→ Provided passage
= Beginning of Section =

So much for "no religion"

Anonymous said...

I really liked this puzzle. A lot of stuff I didn't know or didn't know in that context (ICED, SCREE, SERI, etc), but the difficult stuff had easier crosses, so it all balanced out and was do-able. Bravo!

Yellowrocks said...

DO, I have damaged cervical and lumbar discs. I can do most normal everyday things, but for shorter period of time than previously, except that I am not camping and hiking. Sleeping "wrong", vacuuming, standing for long periods, dancing every single tip or set, etc. causes pain. An hour ago I took ibuprofen and am alternating heat on my neck and lower back. It feels great. It is worth a try.

Anonymous T said...

Hi All!

Thanks Michael for the doable (with persistence) Saturday puzzle.

Fun expo HG - enjoyed the link to PRE CODE films.

I did most of the puzzle in between watching Youngest dance at competition today. She did quite well considering a sprained left wrist.

WOs: put ENCL in DENT's squares. Multiple misspellings (vowels) fixed by perps (e.g. BaSSA, ACOLaDE), SNEeD before it was RE MODEL'd.
ESPs: SCREE, SE RI, AKIRA
Favs: Clues for ELTON & SHIRT

Funny DR OMK [but I'm partial to the word Hobo - see: John Hodgman. If you've never seen this 'fakeumentary'...watch. [~8m]

I'm fascinated by time and how we track it. Years ago, I was teaching a C++ class and thought, I want the students to build themselves a little tool (we call these apps today) that they want. I wanted UNIX's cal [short for calendar] on Windows so I set to port it.

= End of Section =

Collected data entries:
= Beginning of Section =

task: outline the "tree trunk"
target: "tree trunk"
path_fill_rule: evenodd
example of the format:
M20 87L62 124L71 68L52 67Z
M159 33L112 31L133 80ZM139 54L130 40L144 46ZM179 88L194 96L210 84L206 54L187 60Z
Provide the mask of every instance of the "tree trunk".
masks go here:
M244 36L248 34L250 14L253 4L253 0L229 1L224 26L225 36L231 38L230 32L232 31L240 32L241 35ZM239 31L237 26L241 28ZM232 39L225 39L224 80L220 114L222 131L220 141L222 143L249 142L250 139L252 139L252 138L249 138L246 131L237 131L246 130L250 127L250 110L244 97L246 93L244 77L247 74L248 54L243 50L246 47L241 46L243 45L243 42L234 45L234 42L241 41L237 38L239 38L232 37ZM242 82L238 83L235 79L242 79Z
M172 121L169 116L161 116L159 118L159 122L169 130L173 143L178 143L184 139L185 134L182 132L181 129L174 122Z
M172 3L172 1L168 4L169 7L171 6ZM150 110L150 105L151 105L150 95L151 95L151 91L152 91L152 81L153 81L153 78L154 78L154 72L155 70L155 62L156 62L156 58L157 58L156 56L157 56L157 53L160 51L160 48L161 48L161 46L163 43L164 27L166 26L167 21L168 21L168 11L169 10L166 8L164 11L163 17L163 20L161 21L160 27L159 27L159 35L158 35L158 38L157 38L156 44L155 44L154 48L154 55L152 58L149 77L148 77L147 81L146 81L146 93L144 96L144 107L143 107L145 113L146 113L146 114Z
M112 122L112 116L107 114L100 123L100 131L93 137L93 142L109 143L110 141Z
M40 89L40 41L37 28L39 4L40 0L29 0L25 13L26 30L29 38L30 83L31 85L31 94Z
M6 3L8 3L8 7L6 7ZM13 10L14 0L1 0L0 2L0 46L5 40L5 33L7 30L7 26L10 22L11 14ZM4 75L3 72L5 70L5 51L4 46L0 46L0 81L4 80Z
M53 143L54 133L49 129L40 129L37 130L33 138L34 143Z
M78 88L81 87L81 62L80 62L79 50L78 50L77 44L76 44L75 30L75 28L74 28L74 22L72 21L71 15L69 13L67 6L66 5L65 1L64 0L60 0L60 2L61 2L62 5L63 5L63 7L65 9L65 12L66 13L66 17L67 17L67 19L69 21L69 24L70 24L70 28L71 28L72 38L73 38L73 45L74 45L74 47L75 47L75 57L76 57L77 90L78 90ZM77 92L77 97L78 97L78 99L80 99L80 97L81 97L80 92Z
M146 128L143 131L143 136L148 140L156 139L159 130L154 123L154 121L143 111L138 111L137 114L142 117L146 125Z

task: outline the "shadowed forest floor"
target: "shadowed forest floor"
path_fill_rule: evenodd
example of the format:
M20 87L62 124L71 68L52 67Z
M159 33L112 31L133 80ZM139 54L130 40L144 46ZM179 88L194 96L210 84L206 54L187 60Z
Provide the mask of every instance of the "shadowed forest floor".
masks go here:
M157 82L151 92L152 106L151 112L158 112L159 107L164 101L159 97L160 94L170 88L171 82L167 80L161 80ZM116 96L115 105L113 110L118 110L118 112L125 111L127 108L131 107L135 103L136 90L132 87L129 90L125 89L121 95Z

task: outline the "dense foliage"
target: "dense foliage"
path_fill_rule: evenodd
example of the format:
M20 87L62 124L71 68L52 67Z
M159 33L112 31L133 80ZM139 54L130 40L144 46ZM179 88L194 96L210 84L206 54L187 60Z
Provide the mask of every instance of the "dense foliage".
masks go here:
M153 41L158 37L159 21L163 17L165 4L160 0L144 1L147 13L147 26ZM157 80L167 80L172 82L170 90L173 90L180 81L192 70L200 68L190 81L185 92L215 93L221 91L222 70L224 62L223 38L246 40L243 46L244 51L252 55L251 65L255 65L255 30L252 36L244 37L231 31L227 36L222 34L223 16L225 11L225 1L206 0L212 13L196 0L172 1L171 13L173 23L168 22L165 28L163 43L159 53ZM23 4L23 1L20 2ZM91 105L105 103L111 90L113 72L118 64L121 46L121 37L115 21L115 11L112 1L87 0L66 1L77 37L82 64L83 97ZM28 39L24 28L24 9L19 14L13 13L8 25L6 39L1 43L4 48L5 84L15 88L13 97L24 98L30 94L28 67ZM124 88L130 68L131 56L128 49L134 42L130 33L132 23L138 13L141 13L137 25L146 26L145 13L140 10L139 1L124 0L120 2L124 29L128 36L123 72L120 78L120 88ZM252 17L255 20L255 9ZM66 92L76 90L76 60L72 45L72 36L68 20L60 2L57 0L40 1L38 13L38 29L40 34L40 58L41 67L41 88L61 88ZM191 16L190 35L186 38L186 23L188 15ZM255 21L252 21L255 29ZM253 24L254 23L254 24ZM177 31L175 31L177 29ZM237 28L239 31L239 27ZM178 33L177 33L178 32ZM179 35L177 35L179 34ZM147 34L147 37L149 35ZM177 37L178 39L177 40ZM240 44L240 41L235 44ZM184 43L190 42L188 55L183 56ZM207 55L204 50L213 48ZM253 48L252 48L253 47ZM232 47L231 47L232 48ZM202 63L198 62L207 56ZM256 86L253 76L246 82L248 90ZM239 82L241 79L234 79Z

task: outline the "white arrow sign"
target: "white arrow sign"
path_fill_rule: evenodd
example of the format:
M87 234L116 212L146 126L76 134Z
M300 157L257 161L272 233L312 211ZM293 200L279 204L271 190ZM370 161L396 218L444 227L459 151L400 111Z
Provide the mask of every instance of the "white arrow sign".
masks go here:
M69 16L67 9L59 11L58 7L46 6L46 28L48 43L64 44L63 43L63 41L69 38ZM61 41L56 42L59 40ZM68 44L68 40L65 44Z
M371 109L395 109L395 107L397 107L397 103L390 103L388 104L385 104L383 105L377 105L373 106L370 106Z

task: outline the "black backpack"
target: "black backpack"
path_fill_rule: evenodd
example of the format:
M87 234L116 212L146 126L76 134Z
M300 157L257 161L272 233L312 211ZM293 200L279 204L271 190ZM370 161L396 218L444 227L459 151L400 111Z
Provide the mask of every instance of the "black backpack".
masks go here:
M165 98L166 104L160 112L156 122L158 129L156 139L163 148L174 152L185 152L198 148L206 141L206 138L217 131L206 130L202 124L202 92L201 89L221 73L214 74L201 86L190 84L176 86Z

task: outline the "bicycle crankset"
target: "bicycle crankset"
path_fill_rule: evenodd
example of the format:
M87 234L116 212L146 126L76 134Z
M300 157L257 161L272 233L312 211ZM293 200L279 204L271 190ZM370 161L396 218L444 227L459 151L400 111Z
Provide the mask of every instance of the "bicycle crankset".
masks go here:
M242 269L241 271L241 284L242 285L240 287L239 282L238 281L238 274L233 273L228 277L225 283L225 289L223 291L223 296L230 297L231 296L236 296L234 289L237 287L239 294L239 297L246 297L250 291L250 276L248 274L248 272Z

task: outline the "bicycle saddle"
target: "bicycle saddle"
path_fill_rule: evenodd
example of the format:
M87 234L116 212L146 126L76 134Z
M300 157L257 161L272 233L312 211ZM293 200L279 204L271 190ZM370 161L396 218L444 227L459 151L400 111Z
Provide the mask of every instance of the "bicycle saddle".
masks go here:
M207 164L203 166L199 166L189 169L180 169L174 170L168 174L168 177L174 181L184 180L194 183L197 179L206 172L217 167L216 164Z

= End of Section =

→ Work request
Decide whether each statement agrees with the crossword comments, and answer yes or no for each, quoting the deciding words of the comments. (a) Yellowrocks still goes camping and hiking. (b) Anonymous T did most of the puzzle while watching Youngest dance at competition. (c) Anonymous T wanted UNIX's cal on Windows.

→ Task response
(a) No: "except that I am not camping and hiking."
(b) Yes: "I did most of the puzzle in between watching Youngest dance at competition today."
(c) Yes: "I wanted UNIX's cal [short for calendar] on Windows so I set to port it."